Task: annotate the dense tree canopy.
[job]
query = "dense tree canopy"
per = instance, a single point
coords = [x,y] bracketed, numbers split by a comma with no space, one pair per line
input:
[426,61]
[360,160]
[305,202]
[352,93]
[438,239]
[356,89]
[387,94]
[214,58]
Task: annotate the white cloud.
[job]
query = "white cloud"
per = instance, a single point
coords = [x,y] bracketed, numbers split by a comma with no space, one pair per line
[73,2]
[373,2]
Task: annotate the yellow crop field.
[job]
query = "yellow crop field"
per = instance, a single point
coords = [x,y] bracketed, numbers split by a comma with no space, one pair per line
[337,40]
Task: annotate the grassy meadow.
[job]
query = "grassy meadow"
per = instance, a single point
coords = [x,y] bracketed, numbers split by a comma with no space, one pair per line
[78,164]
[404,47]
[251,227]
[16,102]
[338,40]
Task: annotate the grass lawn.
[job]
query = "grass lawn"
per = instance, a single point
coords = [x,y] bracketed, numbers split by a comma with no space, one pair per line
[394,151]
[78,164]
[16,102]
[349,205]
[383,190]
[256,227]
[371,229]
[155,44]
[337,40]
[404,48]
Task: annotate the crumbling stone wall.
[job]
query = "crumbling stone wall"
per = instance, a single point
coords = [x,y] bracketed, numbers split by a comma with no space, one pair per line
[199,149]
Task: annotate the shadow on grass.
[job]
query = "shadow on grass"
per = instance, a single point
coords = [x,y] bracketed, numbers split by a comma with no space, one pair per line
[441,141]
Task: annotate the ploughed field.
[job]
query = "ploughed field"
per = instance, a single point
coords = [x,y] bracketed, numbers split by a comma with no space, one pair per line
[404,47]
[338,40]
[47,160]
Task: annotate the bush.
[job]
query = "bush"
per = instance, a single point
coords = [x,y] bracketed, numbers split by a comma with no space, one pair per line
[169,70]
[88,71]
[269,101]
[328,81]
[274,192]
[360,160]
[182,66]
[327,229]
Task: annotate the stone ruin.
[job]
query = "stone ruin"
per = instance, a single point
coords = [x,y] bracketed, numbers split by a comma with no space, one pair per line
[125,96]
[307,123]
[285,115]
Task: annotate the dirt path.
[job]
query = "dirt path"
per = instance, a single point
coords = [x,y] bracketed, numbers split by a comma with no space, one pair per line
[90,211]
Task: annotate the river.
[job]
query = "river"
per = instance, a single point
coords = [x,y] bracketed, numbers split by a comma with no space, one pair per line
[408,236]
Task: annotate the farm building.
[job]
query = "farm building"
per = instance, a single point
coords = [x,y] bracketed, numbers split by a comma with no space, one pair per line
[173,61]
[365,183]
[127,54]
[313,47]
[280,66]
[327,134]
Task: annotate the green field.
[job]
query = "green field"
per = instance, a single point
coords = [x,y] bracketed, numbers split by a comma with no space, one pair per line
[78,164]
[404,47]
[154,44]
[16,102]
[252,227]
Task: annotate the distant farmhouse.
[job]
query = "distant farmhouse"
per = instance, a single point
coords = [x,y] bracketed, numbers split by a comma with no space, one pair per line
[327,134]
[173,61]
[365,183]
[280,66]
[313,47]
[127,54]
————————
* Exercise requirements:
All of the lines above need to be given again exactly.

* The response:
Task: annotate the dense tree canopy.
[job]
query = "dense tree canopy"
per = instance, a single point
coords = [x,y] bracketed, numbers split by a comma with no space, one pair per line
input:
[426,61]
[360,160]
[305,202]
[352,93]
[438,239]
[356,89]
[387,94]
[214,58]
Task: annotate the white cloud.
[job]
query = "white cloud"
per = instance, a single point
coords = [x,y] bracketed, numbers split by a comma with no space, one pair per line
[73,2]
[373,2]
Task: annotate the yellow crop field.
[job]
query = "yellow crop field"
per = instance, a single point
coords = [x,y] bracketed, numbers split by a comma with no space, one pair per line
[337,40]
Task: annotate the grassy meadow.
[job]
query = "grassy meadow"
per = instance, a single point
coords = [x,y] bracketed, numbers split by a comma with no space, one pair per line
[78,164]
[404,47]
[251,227]
[16,102]
[338,40]
Task: annotate the grass lawn.
[job]
query = "grass lawn"
per = instance, a single point
coords = [x,y] bracketed, numbers split by a comma with no space, one pair per line
[394,151]
[78,164]
[16,102]
[349,205]
[383,190]
[256,227]
[371,229]
[155,44]
[337,40]
[404,48]
Task: annotate the crumbling stone wall.
[job]
query = "crumbling stone wall"
per = instance, a single point
coords = [x,y] bracketed, numbers split by a comma with no space, one pair per line
[199,149]
Task: annotate the shadow on grass.
[job]
query = "shadow on grass"
per = instance, a single point
coords = [x,y] bracketed, numbers split by a comma with no space, one pair per line
[441,141]
Task: annotate the ploughed field.
[job]
query = "ploughed field"
per = instance, a single point
coords = [x,y] bracketed, numbers split by a comma with no space, one pair per line
[404,47]
[338,40]
[47,160]
Task: annotate the bush.
[job]
query = "bush"
per = instance, a single point
coords = [x,y] bracketed, numbers split by a comma with no space, one pair per line
[169,70]
[88,71]
[269,101]
[328,81]
[274,192]
[360,160]
[182,66]
[327,229]
Task: annotate the stone ruin.
[job]
query = "stone ruin"
per = instance, a single point
coords = [x,y] bracketed, numbers split by a comma with no space, one pair per line
[125,96]
[307,123]
[285,115]
Task: annotate the dirt path.
[job]
query = "dirt path"
per = instance, a single point
coords = [x,y] bracketed, numbers split by a comma with no space, one pair per line
[90,211]
Task: annotate the river.
[job]
query = "river"
per = instance, a single point
coords = [x,y] bracketed, numbers split by a comma with no space, one pair per line
[408,236]
Task: annotate the farm building.
[job]
query = "farm building"
per = instance, a single point
coords = [x,y] bracketed, numbers split by a comma with no space, one pair per line
[173,61]
[365,183]
[127,54]
[313,47]
[280,66]
[327,134]
Task: annotate the green field.
[job]
query = "green field"
per = instance, a single point
coords = [x,y] bracketed, numbers split by a comma with no space, one pair per line
[78,164]
[404,47]
[154,44]
[16,102]
[252,227]
Task: annotate the distant farmhouse.
[job]
query = "distant farmhouse"
per = instance, a single point
coords = [x,y] bracketed, numbers split by a comma with no space, one pair per line
[327,134]
[173,61]
[365,183]
[280,66]
[313,47]
[127,54]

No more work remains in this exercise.